Items from a data source
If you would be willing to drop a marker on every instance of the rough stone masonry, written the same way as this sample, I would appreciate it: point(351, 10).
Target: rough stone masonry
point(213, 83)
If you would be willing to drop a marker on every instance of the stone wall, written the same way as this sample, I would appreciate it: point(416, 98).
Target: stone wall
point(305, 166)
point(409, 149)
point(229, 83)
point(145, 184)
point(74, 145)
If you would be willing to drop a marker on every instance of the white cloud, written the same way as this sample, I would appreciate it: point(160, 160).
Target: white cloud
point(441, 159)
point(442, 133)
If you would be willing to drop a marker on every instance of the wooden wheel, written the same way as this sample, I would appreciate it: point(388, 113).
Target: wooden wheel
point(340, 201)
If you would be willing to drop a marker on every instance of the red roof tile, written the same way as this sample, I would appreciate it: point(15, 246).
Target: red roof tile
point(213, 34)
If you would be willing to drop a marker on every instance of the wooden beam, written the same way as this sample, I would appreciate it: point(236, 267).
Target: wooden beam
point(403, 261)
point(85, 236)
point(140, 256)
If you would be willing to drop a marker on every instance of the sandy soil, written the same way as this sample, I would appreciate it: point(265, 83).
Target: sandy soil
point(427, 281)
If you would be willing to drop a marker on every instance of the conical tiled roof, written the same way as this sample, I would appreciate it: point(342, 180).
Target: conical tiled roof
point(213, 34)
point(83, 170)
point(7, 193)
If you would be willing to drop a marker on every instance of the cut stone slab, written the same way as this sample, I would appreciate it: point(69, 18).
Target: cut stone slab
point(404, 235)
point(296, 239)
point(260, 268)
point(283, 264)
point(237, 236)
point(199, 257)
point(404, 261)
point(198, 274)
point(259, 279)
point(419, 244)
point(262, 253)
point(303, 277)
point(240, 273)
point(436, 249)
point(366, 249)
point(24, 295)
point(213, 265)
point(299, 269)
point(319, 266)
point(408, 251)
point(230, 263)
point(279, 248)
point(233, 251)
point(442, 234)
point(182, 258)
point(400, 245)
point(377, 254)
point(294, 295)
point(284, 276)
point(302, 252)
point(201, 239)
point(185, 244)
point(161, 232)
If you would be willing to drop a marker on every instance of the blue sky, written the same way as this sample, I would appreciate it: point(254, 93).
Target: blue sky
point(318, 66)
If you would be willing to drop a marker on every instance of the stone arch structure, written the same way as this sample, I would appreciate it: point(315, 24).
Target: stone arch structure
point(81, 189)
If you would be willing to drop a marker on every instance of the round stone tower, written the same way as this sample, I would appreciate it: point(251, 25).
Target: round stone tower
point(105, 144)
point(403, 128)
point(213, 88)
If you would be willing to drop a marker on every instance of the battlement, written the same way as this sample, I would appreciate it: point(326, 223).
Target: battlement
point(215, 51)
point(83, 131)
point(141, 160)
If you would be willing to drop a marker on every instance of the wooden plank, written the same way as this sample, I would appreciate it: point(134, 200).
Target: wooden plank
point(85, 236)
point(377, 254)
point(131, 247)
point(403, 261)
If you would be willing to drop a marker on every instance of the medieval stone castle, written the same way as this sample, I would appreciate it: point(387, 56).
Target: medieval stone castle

* **Exercise objective**:
Return all the data above once more, precisely as given.

* **Written solution**:
If you would be willing to drop a marker on every instance of the rough stone masonry, written the same way as this sample, I would appreciate it: point(351, 10).
Target: rough stone masonry
point(213, 83)
If you would be willing to drop a marker on every instance of the stone wall, written the same way as this sample, I would appreciate it: point(416, 98).
Target: stone wall
point(305, 166)
point(409, 149)
point(229, 83)
point(145, 184)
point(74, 145)
If you would be willing to drop a marker on every instance of the white cloud, written the same way as this sample, I would appreciate it: point(160, 160).
Target: white cloud
point(441, 159)
point(442, 133)
If you would be willing to drop a marker on every instance of the wooden wheel, written the same way as this sample, I would appreciate it: point(388, 113).
Target: wooden wheel
point(340, 201)
If you would be willing to drop a marker on every instance of the red roof tile, written the same way as this sample, I would appreciate it: point(15, 246).
Target: red roof tile
point(213, 34)
If you would be willing to drop a marker on every instance of the wooden beam, written the same way as this sample, I would appreciate it: point(236, 267).
Target: wooden beam
point(403, 261)
point(85, 236)
point(140, 256)
If you would be willing to drop a marker on every instance of the sandy soil, written the same way as this sample, I would appreciate it: point(265, 83).
Target: sandy soil
point(427, 281)
If you would be willing to drop a marker on every instance of the conical tiled roof, written the same way as this sample, I would appreciate it: point(342, 180).
Target: conical tiled roof
point(213, 34)
point(83, 170)
point(7, 193)
If you would be willing to drop a marker on every instance of the cut stone slab, written the same way as this sample, I would appreciate it: point(69, 18).
Target: cut stone slab
point(404, 235)
point(296, 239)
point(260, 268)
point(283, 264)
point(237, 236)
point(199, 257)
point(404, 261)
point(198, 274)
point(259, 279)
point(419, 244)
point(262, 253)
point(303, 277)
point(240, 273)
point(436, 249)
point(366, 249)
point(24, 295)
point(213, 265)
point(299, 269)
point(319, 266)
point(408, 251)
point(230, 263)
point(279, 248)
point(233, 251)
point(442, 234)
point(182, 258)
point(400, 245)
point(377, 254)
point(294, 295)
point(284, 276)
point(302, 252)
point(201, 239)
point(185, 244)
point(161, 232)
If you would be willing to drop a marker on every instance of the blue sky, written the same way as this sample, I would appreciate it: point(254, 93).
Target: blue sky
point(318, 66)
If you would be willing to drop a marker on every instance of the stone arch structure, written the same way as this sample, I would appreciate it: point(315, 24).
Target: stone arch structure
point(81, 189)
If you would be willing to drop a marker on every instance of the round stone tower, written the same way as this sample, I would appreciate it: point(251, 25).
Target: round stone tower
point(105, 144)
point(403, 128)
point(213, 88)
If you would be willing to drop a marker on every instance of the battlement, written the same way as this sample, I would appreciate it: point(326, 223).
Target: battlement
point(215, 51)
point(83, 131)
point(141, 160)
If you would be willing to drop a marker on every instance of the wooden plank, written the same way as this sample, I would appreciate it: point(134, 200).
Target: wooden plank
point(85, 236)
point(377, 254)
point(131, 247)
point(403, 261)
If you would be willing to drop a marker on every instance of the medieval stone castle, written the same way as this sample, I would appreciate it: point(387, 56).
Target: medieval stone castle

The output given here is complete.